_COURT EXERCICE_.
Recopiez, dans le texte sur les origines liturgiques du drame, le passage allant de « Cela est d’un » jusqu'à « dont je parle. ».

_BLOC DE TEXTE_.
++++++++++++++++++++
Cela est d’un auteur ou d’un metteur en scène qui a le sens et l’amour-propre de son art. Mais certaines attaches encore visibles révèlent les origines liturgiques du drame. Dans le drame d’Adam, l’église sert de coulisse, au moins à Dieu, qui y rentre quand il a parlé. Le latin s’y maintient, extérieur au dialogue dramatique, l’encadrant, le sanctifiant pour ainsi dire : des leçons, des versets, où le texte de l’Écriture est exactement donné, rendent en quelque sorte au poème sa destination première. Dans le fragment de la Résurrection qu’on citait tout à l’heure, la forme dramatique est encore engagée dans une narration continue qui relie les scènes dialoguées, et qu’un lecteur ou meneur du jeu avait peut-être charge de réciter. Ces deux particularités font le caractère archaïque des deux compositions dont je parle.
++++++++++++++++++++
_JEU DE DONNÉES_.

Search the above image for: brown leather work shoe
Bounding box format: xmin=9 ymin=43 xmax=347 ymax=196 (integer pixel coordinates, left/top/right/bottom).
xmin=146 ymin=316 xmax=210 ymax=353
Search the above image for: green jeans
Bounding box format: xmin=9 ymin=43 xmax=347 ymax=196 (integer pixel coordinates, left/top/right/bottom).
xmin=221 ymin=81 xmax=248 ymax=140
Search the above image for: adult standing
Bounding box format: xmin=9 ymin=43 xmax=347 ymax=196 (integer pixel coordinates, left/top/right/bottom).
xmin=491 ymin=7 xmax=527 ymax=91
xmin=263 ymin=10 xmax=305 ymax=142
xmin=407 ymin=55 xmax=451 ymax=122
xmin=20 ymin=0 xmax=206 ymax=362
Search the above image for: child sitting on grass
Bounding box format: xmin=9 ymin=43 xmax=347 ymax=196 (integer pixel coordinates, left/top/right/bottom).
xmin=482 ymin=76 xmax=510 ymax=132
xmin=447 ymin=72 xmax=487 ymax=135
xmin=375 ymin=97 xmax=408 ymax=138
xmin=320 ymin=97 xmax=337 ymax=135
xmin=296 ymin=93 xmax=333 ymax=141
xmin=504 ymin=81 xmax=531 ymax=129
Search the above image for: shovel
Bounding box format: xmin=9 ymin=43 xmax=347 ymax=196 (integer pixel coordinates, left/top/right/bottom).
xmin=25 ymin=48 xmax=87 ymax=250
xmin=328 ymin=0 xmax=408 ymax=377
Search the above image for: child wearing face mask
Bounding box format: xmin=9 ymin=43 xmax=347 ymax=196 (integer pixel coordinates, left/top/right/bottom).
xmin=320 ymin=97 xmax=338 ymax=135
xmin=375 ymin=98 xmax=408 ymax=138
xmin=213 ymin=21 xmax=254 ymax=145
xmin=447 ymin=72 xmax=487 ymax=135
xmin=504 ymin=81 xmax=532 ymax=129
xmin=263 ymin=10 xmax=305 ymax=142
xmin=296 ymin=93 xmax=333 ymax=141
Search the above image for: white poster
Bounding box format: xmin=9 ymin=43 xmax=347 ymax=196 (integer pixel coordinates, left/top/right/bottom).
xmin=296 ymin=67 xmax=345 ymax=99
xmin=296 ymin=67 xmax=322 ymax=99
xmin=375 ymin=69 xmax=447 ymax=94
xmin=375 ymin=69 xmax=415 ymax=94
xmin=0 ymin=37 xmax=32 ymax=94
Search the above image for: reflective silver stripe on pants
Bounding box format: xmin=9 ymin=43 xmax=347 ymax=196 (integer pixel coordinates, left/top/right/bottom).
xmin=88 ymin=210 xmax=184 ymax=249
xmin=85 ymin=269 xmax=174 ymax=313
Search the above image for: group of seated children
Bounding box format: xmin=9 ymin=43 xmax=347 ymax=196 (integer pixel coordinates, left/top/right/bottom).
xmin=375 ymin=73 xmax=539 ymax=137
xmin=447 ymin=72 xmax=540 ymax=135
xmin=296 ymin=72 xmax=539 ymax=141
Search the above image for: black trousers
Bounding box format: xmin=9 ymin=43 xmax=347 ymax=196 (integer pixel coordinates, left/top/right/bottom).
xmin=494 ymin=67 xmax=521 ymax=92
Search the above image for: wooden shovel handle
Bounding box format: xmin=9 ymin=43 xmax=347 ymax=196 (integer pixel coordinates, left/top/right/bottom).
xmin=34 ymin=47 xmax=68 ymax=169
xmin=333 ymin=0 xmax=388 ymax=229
++++++++++++++++++++
_RÉSULTAT PRODUIT_.
Cela est d’un auteur ou d’un metteur en scène qui a le sens et l’amour-propre de son art. Mais certaines attaches encore visibles révèlent les origines liturgiques du drame. Dans le drame d’Adam, l’église sert de coulisse, au moins à Dieu, qui y rentre quand il a parlé. Le latin s’y maintient, extérieur au dialogue dramatique, l’encadrant, le sanctifiant pour ainsi dire : des leçons, des versets, où le texte de l’Écriture est exactement donné, rendent en quelque sorte au poème sa destination première. Dans le fragment de la Résurrection qu’on citait tout à l’heure, la forme dramatique est encore engagée dans une narration continue qui relie les scènes dialoguées, et qu’un lecteur ou meneur du jeu avait peut-être charge de réciter. Ces deux particularités font le caractère archaïque des deux compositions dont je parle.